Rewrite the rows from the start through the line containing "POLYGON ((234 243, 234", replacing "box flap" with "carton flap" and leaving everything else as it is. Omit the pictures from your answer.
* BEGIN *
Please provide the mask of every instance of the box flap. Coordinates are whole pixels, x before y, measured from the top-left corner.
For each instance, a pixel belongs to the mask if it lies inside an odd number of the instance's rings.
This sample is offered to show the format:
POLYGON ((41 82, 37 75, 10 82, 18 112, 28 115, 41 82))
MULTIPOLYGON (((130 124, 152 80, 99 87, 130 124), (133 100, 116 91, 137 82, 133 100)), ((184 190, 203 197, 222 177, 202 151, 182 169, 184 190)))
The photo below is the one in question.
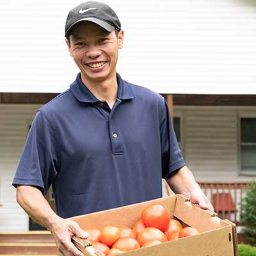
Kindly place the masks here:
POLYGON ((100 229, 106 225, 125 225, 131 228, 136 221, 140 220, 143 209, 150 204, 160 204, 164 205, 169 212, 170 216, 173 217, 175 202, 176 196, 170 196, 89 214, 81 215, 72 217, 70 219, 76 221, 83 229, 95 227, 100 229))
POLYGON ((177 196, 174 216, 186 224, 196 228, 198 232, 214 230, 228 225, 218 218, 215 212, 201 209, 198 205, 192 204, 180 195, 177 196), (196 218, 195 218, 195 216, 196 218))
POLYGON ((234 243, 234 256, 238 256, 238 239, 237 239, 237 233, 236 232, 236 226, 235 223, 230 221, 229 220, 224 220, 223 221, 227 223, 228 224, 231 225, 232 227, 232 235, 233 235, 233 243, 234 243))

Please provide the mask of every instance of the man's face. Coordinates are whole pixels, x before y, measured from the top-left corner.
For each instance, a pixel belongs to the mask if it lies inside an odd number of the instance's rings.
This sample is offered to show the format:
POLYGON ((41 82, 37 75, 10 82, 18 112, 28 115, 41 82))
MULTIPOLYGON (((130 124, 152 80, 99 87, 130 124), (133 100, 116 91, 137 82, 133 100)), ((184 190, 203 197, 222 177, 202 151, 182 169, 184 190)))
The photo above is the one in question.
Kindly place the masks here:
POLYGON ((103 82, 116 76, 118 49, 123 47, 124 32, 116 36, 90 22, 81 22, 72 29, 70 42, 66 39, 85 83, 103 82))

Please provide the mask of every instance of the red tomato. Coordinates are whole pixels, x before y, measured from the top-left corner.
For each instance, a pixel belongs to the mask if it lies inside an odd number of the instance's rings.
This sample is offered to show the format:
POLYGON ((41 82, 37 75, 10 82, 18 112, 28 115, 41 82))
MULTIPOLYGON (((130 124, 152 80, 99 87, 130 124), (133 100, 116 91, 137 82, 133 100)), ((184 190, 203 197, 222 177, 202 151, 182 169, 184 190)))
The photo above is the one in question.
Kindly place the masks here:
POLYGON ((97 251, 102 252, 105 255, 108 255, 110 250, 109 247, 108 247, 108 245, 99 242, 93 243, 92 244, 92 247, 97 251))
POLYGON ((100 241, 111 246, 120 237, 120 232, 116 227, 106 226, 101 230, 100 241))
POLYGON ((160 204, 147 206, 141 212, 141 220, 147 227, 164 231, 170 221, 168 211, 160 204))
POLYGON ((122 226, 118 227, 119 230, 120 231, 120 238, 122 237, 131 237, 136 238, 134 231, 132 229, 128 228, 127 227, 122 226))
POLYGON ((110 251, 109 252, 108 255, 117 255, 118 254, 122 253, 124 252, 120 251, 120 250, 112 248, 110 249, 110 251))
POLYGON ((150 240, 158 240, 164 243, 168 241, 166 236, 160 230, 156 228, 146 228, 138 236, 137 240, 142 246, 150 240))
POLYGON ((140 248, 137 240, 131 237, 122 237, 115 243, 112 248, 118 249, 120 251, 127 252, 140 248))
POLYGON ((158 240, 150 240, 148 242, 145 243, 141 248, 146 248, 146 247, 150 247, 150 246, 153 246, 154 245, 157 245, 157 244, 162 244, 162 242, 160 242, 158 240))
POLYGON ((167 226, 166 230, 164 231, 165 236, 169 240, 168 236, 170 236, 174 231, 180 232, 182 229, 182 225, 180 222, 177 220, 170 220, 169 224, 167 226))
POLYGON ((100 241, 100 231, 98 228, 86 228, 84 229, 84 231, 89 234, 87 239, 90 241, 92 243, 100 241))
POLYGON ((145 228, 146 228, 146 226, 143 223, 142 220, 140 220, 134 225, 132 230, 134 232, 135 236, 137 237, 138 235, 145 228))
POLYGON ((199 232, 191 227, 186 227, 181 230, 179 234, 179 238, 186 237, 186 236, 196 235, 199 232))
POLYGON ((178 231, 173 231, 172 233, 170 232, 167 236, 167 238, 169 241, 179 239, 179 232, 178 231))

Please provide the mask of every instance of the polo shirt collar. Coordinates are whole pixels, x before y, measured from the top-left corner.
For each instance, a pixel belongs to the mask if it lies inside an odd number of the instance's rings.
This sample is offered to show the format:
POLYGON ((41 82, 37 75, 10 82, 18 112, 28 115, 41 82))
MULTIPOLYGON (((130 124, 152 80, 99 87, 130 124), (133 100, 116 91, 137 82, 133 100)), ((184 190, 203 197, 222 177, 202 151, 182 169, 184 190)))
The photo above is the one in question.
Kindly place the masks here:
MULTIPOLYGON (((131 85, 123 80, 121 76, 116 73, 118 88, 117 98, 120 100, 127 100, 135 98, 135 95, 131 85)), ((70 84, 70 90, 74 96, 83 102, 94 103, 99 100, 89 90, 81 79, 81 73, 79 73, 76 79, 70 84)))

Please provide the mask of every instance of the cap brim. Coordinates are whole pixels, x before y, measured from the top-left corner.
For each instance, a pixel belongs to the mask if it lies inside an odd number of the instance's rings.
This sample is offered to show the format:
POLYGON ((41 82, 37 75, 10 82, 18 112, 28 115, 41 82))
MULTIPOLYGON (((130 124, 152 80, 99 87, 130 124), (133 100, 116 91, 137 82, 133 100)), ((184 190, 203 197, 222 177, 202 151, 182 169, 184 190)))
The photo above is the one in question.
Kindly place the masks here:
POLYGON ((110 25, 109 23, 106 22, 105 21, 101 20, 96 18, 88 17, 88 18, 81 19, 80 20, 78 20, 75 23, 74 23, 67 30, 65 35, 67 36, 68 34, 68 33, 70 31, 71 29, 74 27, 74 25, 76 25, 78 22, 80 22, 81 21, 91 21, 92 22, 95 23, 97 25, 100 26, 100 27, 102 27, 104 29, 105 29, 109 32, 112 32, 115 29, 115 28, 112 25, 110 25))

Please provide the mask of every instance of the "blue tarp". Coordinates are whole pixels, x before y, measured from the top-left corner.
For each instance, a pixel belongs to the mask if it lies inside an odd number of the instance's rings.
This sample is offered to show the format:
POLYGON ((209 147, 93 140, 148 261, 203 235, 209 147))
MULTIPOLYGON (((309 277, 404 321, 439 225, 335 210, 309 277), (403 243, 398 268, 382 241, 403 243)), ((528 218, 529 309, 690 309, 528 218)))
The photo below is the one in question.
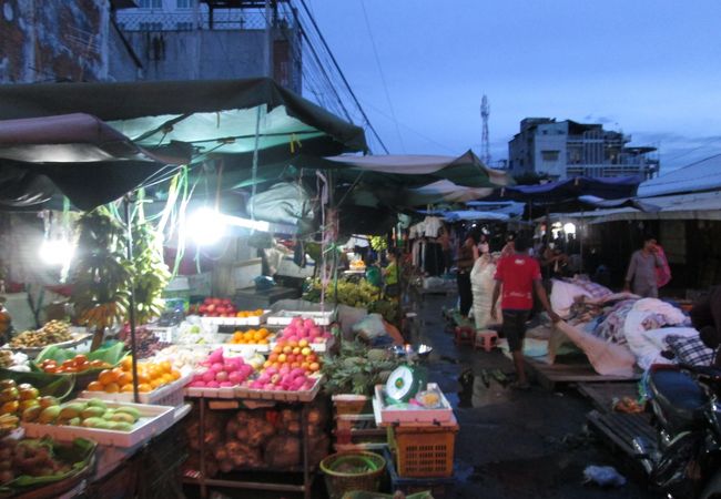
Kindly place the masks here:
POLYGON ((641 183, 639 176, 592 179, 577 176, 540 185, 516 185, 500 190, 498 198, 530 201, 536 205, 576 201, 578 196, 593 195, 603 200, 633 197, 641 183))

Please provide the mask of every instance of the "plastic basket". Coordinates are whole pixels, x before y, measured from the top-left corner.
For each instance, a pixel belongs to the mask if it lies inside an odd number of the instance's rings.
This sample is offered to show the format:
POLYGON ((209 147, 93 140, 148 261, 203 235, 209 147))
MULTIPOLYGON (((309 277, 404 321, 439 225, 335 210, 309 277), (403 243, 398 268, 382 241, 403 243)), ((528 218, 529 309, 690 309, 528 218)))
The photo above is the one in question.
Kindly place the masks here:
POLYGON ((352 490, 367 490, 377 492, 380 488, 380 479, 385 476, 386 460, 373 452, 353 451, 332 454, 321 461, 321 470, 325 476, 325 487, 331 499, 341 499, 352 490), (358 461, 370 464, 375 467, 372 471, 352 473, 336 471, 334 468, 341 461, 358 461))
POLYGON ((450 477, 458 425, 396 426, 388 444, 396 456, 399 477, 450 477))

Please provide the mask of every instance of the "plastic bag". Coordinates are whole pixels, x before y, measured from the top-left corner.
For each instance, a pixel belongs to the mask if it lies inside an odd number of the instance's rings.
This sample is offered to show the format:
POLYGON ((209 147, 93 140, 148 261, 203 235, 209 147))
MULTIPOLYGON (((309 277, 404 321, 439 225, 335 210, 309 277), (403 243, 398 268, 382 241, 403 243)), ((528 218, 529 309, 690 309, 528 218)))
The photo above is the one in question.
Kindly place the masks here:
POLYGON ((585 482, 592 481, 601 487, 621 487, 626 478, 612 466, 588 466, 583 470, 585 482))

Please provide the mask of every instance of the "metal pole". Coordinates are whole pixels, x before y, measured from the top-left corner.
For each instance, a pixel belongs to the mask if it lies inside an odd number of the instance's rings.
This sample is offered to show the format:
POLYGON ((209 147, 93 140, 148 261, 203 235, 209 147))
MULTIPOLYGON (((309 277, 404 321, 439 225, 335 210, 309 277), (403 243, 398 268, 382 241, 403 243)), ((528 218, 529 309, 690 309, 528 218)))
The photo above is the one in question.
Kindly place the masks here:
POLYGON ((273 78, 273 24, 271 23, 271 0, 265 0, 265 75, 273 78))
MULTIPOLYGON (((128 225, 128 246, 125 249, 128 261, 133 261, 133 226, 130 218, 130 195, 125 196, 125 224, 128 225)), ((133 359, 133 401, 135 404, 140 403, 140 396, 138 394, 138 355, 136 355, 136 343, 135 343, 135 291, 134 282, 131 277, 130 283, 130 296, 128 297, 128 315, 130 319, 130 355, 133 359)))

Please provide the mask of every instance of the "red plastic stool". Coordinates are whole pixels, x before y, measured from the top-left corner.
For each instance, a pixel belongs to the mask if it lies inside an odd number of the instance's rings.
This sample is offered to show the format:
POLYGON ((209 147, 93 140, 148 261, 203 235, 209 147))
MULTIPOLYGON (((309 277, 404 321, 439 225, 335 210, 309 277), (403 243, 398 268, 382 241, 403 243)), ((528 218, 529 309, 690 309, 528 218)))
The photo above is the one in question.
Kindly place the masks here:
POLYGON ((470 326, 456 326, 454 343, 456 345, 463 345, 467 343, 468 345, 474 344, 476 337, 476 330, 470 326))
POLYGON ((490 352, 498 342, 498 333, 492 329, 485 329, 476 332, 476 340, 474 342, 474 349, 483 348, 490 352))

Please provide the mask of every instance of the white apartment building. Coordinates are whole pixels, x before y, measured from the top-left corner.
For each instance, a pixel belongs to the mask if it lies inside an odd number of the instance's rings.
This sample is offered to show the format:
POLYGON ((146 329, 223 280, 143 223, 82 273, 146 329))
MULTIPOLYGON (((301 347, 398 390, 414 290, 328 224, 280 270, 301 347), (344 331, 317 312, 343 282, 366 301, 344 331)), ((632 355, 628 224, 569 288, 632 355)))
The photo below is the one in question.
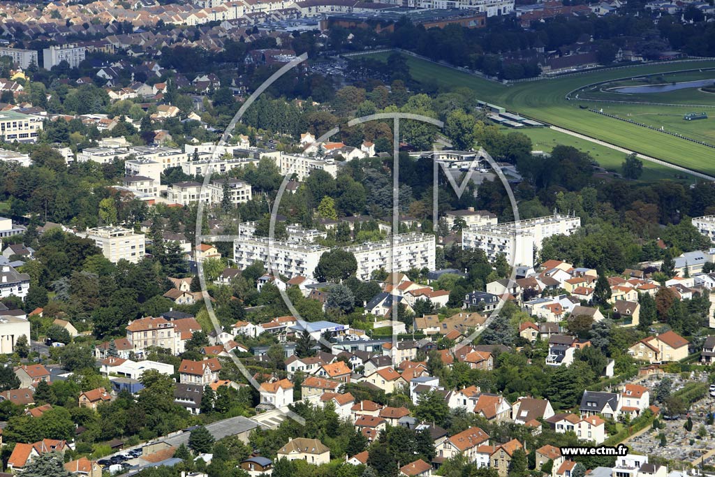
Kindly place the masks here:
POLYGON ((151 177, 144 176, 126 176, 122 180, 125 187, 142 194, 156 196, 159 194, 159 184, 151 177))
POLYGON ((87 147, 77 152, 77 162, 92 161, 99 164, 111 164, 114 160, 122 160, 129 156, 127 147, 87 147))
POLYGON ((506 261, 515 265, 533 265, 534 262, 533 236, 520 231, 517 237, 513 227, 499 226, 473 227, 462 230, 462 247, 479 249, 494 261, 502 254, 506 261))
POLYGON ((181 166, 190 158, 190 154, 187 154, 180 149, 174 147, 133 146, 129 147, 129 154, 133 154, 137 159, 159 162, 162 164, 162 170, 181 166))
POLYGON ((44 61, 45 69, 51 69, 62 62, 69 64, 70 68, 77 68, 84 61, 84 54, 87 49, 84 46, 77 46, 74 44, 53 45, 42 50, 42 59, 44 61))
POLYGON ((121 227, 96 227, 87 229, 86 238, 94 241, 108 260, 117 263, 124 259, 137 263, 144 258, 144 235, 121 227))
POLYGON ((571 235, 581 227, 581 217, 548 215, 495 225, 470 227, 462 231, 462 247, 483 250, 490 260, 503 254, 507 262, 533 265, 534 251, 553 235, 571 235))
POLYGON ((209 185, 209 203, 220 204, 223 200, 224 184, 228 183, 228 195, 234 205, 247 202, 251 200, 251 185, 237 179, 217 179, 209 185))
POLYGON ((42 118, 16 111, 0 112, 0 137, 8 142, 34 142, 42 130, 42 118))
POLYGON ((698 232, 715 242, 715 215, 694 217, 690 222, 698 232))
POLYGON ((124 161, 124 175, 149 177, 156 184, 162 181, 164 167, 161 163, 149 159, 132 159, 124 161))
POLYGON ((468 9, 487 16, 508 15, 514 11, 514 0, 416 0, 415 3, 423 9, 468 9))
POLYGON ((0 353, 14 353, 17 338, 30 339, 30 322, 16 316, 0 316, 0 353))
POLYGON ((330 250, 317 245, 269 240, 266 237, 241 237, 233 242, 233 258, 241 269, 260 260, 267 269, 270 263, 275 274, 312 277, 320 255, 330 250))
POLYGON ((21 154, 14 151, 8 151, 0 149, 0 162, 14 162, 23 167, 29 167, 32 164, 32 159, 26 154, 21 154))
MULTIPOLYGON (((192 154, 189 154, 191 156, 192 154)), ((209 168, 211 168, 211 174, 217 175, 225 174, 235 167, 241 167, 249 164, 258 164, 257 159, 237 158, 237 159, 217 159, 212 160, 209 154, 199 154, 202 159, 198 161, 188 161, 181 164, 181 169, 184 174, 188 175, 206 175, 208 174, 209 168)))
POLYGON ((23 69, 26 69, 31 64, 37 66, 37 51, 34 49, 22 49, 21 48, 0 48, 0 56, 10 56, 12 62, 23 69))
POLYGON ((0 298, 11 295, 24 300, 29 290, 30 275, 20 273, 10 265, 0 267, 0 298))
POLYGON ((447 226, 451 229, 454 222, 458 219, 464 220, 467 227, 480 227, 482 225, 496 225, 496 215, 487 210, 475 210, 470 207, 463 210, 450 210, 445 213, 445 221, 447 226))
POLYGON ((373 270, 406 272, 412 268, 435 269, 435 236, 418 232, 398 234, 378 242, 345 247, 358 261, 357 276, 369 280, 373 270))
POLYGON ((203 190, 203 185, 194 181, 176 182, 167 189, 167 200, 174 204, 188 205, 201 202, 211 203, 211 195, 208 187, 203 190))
* END *
> [Full solution]:
Please provide the mask of every instance of the carton flap. Coordinates are whole pixels, x before y, measured from the top-left corner.
For each instance, a pixel belongs to the mask if it lies inside an odd number of the instance's rings.
This sample is offered to show the format:
POLYGON ((41 82, 37 75, 10 82, 18 112, 28 115, 41 82))
MULTIPOLYGON (((130 124, 152 80, 99 87, 130 124), (133 100, 116 91, 137 82, 133 100)), ((184 190, 203 197, 222 177, 202 151, 182 169, 184 190)))
The photo below is the one in question.
Kindly place the masks here:
POLYGON ((100 229, 106 225, 125 225, 131 228, 136 221, 140 220, 143 209, 150 204, 160 204, 164 205, 169 212, 170 216, 173 217, 175 202, 176 196, 170 196, 89 214, 81 215, 72 217, 70 219, 76 221, 83 229, 95 227, 100 229))
POLYGON ((177 196, 174 216, 186 224, 196 228, 198 232, 214 230, 228 225, 218 218, 215 212, 201 209, 198 205, 192 204, 180 195, 177 196), (196 218, 195 218, 195 216, 196 218))
POLYGON ((234 243, 234 256, 238 256, 238 239, 237 239, 237 233, 236 232, 236 226, 235 223, 230 221, 229 220, 224 220, 223 221, 227 223, 228 224, 231 225, 232 227, 232 235, 233 235, 233 243, 234 243))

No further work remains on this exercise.